◆ WORK REQUEST: Every line below that has the string "instance" needs to be copied.

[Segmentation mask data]
────────────────
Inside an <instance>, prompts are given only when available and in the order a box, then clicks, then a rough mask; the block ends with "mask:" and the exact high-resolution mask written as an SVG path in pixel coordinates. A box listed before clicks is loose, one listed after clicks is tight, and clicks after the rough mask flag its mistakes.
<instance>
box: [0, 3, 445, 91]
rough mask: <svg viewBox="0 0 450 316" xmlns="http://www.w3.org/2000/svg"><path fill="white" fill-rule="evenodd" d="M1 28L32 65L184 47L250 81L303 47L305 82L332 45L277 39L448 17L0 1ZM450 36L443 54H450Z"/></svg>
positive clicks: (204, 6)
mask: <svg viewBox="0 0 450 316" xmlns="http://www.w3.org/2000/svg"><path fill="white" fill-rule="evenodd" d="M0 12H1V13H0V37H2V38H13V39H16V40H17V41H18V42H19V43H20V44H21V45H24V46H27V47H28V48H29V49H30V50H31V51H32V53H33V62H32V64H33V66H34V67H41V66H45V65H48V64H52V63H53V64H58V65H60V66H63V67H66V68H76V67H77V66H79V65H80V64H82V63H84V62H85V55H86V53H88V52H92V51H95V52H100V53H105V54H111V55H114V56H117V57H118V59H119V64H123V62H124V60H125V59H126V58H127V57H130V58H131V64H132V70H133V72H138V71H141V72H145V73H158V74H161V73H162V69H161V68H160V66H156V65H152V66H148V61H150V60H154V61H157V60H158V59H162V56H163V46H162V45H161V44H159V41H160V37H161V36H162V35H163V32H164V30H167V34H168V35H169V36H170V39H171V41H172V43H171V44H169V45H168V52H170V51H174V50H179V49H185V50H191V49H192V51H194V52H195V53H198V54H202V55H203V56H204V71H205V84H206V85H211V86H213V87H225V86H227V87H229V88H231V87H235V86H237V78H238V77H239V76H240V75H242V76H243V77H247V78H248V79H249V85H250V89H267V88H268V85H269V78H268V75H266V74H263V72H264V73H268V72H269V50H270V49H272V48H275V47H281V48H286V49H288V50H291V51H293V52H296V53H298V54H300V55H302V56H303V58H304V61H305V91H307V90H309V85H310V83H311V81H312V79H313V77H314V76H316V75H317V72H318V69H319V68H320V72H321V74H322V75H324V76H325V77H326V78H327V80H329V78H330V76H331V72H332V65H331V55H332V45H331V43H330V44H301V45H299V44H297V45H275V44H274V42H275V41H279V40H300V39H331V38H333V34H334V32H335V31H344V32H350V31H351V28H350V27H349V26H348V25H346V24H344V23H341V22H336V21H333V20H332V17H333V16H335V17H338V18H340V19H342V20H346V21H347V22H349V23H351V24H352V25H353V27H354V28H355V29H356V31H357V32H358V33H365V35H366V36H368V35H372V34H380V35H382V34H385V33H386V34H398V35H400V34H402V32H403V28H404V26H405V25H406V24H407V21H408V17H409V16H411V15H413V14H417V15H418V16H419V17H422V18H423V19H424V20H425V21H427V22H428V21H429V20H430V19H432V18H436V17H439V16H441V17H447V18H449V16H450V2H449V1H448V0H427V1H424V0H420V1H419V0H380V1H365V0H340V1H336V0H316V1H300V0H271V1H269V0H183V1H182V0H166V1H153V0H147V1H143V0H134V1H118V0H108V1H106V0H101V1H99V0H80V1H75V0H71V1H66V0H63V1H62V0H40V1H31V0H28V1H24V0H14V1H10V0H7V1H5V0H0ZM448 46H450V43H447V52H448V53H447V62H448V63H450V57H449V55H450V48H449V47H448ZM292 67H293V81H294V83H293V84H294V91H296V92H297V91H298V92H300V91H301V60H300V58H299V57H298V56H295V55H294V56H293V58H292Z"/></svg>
────────────────
◆ RESPONSE:
Inside an <instance>, prompts are given only when available and in the order a box, then clicks, then a rough mask; the block ends with "mask:" and the exact high-resolution mask written as an SVG path in pixel coordinates. A box listed before clicks is loose, one listed after clicks is tight, and clicks after the rough mask flag its mistakes.
<instance>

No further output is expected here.